Could you give the article on the martial artist turned youth minister again, starting with "6 mins read" and going on through "courtesy Carolina Muñoz)", but with "youth minister" changed to "youth leader"?

** Start Reading text **

World champion martial artist now a ‘champion for Christ’ as parish youth minister

6 mins read
MARTIAL ARTIST
Carolina Muñoz poses in her world championship taekwondo dobok, or uniform, in a 2022 photo. After suffering a serious injury in 2020, a torn knee ligament (ACL), Muñoz stopped competing but her strong Catholic faith led to her current role -- a champion for Christ as the youth minister at Our Lady of Mount Virgin Parish in Garfield, N.J., in the Archdiocese of Newark. (OSV News photo/Argenis Perez, courtesy Carolina Muñoz)

GARFIELD, N.J. (OSV News) — Surrender was never an option for Carolina Muñoz.

As a fighter standing exactly 5 feet tall, her opponents have always been bigger than her. As a youth minister at Our Lady of Mount Virgin Church in Garfield, many of the teenagers in her group tower over her. What stands out about Muñoz is her confidence. She can command a room with a few well-aimed words about faith and control the ring with a precision of punches. In either situation, she undisputedly believes in a victorious result.

** End Reading text **
** Start Data section **

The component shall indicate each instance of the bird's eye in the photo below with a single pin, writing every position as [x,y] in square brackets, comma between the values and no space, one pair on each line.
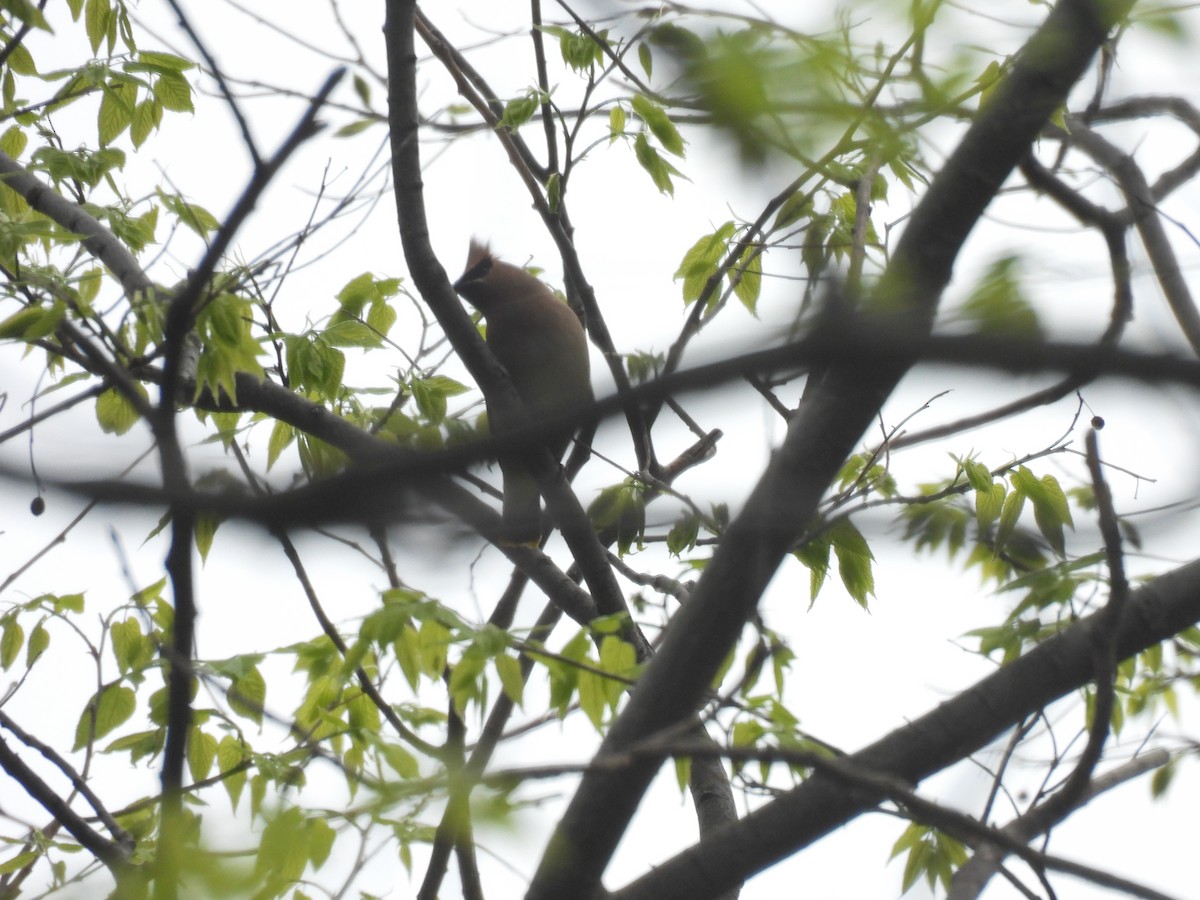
[478,271]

** End Data section **

• _Final answer_
6 mins read
MARTIAL ARTIST
Carolina Muñoz poses in her world championship taekwondo dobok, or uniform, in a 2022 photo. After suffering a serious injury in 2020, a torn knee ligament (ACL), Muñoz stopped competing but her strong Catholic faith led to her current role -- a champion for Christ as the youth leader at Our Lady of Mount Virgin Parish in Garfield, N.J., in the Archdiocese of Newark. (OSV News photo/Argenis Perez, courtesy Carolina Muñoz)